*Directions*. Set down every record exactly as it appears.

*Records to process*.

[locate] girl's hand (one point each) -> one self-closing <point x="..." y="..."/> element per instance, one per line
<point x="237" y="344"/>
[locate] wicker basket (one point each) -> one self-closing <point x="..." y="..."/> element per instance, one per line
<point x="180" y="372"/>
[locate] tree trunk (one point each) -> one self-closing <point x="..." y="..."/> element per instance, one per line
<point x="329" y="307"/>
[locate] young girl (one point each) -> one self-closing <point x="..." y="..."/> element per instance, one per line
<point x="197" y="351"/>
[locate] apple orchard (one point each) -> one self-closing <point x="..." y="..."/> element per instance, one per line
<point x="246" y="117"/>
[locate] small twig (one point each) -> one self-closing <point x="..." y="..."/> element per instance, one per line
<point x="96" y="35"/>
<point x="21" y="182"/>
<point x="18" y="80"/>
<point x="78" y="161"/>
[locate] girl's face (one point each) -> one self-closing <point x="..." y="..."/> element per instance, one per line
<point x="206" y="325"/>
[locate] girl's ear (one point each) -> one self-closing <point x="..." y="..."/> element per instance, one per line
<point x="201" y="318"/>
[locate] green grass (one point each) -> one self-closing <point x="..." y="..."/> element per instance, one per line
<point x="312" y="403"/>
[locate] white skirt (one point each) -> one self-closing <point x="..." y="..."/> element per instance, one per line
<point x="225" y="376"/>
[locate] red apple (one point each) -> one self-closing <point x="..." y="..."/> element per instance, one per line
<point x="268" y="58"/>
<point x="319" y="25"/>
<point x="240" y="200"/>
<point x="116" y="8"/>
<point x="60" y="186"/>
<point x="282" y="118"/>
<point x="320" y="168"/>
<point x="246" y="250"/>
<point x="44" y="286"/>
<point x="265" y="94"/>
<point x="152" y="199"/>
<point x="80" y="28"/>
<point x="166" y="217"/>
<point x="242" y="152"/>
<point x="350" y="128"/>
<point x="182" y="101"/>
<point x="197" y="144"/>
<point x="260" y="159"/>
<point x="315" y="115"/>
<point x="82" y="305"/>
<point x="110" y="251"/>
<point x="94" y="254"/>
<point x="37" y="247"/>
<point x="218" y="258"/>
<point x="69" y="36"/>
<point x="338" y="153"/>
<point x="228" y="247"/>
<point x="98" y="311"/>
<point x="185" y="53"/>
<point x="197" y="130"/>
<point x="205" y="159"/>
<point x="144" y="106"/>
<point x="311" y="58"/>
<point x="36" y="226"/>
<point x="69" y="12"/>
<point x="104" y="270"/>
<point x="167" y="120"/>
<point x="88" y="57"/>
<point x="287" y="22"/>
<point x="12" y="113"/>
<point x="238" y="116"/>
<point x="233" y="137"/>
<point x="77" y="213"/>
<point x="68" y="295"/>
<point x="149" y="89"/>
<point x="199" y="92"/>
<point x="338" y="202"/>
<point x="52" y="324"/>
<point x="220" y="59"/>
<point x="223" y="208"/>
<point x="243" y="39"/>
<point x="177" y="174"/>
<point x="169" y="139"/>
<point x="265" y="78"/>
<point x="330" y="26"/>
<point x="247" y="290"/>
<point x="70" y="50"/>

*Written answer*.
[locate] girl's hand (one point each) -> one self-closing <point x="..." y="..."/> element per instance, one per line
<point x="237" y="344"/>
[locate] wicker basket (one point each) -> one self-closing <point x="..." y="..."/> element per instance, one per line
<point x="180" y="372"/>
[locate] tree trunk (one point each) -> one self-closing <point x="..." y="..."/> element per instance, one per line
<point x="329" y="307"/>
[locate] young girl (one point each) -> one self-closing <point x="..." y="..."/> element per instance, one per line
<point x="197" y="351"/>
[locate] apple orchard (one point each) -> one self-closing <point x="..." y="..."/> element per instance, one per line
<point x="246" y="117"/>
[locate] small twig (one point each) -> one self-closing <point x="..." y="..."/> element per instance, one per line
<point x="96" y="35"/>
<point x="21" y="182"/>
<point x="18" y="80"/>
<point x="78" y="161"/>
[locate] girl's face (one point each) -> one self-closing <point x="..." y="..."/> element per instance, one per line
<point x="206" y="325"/>
[locate] girl's ear (one point each) -> one self-closing <point x="..." y="..."/> element per instance, one per line
<point x="201" y="318"/>
[locate] green grass (one point each) -> one self-closing <point x="..." y="..."/> element per instance, one per line
<point x="312" y="403"/>
[locate] white skirt (one point each) -> one self-closing <point x="..." y="..."/> element per instance, one per line
<point x="225" y="376"/>
[locate] red apple (one point each) -> one self-closing <point x="..." y="..."/> element per instance, one per line
<point x="268" y="58"/>
<point x="319" y="25"/>
<point x="240" y="200"/>
<point x="116" y="8"/>
<point x="60" y="186"/>
<point x="282" y="118"/>
<point x="320" y="168"/>
<point x="246" y="250"/>
<point x="44" y="286"/>
<point x="265" y="94"/>
<point x="152" y="199"/>
<point x="80" y="28"/>
<point x="166" y="217"/>
<point x="242" y="152"/>
<point x="350" y="128"/>
<point x="182" y="101"/>
<point x="197" y="144"/>
<point x="260" y="159"/>
<point x="315" y="115"/>
<point x="82" y="305"/>
<point x="110" y="251"/>
<point x="94" y="254"/>
<point x="37" y="247"/>
<point x="218" y="258"/>
<point x="69" y="36"/>
<point x="338" y="153"/>
<point x="228" y="247"/>
<point x="98" y="311"/>
<point x="185" y="53"/>
<point x="197" y="130"/>
<point x="205" y="159"/>
<point x="144" y="106"/>
<point x="311" y="58"/>
<point x="36" y="226"/>
<point x="69" y="12"/>
<point x="104" y="270"/>
<point x="167" y="120"/>
<point x="88" y="57"/>
<point x="287" y="22"/>
<point x="12" y="113"/>
<point x="238" y="116"/>
<point x="233" y="137"/>
<point x="77" y="213"/>
<point x="68" y="295"/>
<point x="149" y="89"/>
<point x="199" y="92"/>
<point x="338" y="202"/>
<point x="52" y="324"/>
<point x="220" y="59"/>
<point x="223" y="208"/>
<point x="243" y="39"/>
<point x="177" y="174"/>
<point x="169" y="139"/>
<point x="265" y="78"/>
<point x="330" y="26"/>
<point x="247" y="290"/>
<point x="70" y="50"/>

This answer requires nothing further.